Material for the task section start

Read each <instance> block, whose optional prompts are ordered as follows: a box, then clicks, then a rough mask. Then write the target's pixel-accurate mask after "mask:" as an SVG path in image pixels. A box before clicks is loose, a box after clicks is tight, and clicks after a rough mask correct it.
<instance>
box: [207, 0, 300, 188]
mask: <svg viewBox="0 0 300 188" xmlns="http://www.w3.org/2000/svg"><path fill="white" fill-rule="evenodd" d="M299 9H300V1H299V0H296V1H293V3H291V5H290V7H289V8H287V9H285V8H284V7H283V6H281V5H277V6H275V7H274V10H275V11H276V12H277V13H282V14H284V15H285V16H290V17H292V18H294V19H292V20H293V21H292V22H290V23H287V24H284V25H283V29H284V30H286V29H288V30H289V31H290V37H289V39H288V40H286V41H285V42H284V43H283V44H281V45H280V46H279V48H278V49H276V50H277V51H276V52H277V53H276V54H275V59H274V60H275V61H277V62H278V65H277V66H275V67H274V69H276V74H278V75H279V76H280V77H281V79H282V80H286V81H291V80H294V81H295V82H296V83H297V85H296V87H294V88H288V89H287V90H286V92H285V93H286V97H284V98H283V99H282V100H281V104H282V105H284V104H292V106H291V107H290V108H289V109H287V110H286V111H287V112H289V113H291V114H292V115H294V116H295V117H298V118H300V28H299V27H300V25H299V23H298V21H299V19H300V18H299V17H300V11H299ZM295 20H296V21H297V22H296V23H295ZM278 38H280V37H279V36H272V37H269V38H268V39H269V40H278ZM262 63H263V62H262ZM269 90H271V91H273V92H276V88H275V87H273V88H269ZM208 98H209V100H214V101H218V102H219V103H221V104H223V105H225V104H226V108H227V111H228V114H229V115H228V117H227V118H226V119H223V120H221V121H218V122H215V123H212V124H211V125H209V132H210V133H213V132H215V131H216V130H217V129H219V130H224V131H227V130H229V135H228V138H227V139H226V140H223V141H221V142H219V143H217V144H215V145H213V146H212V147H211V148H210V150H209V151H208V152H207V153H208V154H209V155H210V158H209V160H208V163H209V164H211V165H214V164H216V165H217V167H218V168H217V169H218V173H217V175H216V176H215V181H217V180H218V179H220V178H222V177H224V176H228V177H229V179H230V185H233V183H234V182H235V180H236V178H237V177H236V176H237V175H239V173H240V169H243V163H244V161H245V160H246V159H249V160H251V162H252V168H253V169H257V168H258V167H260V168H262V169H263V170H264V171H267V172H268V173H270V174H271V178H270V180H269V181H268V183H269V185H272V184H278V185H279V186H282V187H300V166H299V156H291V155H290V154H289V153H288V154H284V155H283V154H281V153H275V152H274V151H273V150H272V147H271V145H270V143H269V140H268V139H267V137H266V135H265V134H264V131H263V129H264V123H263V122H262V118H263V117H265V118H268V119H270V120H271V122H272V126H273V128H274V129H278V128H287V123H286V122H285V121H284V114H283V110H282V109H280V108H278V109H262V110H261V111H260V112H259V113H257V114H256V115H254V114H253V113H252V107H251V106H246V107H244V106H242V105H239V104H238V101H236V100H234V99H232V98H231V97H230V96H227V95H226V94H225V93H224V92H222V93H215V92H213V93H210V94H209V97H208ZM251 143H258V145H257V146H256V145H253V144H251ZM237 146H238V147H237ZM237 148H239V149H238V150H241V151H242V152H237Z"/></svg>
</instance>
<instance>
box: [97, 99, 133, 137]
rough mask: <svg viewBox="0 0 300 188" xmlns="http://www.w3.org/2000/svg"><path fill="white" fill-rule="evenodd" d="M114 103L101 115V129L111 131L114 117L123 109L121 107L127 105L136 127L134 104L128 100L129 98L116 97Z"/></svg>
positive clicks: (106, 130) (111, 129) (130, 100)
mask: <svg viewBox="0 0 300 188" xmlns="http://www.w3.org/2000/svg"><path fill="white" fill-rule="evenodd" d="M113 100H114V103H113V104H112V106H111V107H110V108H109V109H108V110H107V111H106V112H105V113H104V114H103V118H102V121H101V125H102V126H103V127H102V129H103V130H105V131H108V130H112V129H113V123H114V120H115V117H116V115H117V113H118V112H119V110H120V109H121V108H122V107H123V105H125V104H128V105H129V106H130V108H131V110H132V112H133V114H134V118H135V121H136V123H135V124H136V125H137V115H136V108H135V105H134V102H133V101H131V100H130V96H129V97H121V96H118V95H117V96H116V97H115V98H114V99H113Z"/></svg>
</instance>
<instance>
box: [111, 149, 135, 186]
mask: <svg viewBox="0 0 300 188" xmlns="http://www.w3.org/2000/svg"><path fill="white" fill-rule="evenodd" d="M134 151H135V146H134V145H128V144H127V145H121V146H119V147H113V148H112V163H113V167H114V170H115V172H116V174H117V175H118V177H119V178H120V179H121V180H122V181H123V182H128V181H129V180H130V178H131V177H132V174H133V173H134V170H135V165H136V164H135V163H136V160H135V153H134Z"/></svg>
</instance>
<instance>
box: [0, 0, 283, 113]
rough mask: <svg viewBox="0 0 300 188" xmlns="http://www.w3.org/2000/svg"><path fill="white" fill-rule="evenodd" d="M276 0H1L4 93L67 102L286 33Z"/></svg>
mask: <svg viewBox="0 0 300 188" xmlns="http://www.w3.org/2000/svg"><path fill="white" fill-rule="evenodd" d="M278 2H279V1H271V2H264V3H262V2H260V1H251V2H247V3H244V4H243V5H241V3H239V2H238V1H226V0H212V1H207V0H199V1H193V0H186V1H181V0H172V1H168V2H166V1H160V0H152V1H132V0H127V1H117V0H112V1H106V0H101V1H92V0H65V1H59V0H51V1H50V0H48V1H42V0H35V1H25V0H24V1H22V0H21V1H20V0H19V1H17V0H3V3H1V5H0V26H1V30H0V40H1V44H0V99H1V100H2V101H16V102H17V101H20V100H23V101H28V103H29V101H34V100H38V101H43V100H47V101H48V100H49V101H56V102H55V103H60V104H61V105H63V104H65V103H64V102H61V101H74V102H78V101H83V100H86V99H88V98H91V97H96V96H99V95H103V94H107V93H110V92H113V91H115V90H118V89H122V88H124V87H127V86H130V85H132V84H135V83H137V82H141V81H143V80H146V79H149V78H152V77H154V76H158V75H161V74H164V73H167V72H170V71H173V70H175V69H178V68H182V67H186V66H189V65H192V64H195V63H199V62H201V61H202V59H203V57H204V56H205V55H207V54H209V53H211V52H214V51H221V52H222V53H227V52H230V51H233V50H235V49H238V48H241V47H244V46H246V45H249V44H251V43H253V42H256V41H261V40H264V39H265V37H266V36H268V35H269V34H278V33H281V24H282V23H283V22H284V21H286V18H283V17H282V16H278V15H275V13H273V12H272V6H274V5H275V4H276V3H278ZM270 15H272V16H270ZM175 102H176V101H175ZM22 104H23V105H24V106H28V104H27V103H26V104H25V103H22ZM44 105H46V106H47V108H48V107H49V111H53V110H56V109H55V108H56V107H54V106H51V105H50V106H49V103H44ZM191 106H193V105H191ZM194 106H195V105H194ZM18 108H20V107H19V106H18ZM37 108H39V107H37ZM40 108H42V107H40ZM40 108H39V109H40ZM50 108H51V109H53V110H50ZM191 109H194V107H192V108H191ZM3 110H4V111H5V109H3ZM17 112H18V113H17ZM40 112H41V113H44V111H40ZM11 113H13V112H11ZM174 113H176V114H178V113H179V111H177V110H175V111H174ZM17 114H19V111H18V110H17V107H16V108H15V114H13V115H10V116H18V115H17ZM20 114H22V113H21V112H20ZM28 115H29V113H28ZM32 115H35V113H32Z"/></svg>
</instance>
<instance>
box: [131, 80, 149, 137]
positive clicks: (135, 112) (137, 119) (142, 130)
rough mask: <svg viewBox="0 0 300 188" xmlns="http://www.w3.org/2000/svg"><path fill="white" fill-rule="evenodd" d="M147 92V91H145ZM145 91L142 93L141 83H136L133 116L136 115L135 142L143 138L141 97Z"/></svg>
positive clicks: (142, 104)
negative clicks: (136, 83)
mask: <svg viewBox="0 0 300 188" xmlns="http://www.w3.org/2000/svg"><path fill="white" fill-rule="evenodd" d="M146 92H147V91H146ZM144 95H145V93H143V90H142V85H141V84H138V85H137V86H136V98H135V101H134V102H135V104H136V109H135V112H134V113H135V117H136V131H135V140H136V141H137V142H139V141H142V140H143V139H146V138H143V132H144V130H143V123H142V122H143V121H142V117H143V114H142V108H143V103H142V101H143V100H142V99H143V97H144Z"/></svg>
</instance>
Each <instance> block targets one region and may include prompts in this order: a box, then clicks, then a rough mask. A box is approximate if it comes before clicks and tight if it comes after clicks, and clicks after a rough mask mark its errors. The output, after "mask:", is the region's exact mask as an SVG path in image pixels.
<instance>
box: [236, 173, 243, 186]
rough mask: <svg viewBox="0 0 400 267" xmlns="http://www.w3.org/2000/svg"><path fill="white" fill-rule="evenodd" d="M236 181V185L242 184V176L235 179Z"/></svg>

Material for the task section end

Task goal:
Retype the listing verbatim from its first line through the line with "box: [207, 0, 300, 188]", including both ends.

Task output:
Read each <instance> block, whose optional prompts are ordered as follows: a box, then clicks, then a rough mask. Then write the target's pixel-accurate mask after "mask:" as an SVG path in image pixels. A box before clicks is loose, a box after clicks is tight, and clicks after a rough mask correct it.
<instance>
box: [207, 0, 300, 188]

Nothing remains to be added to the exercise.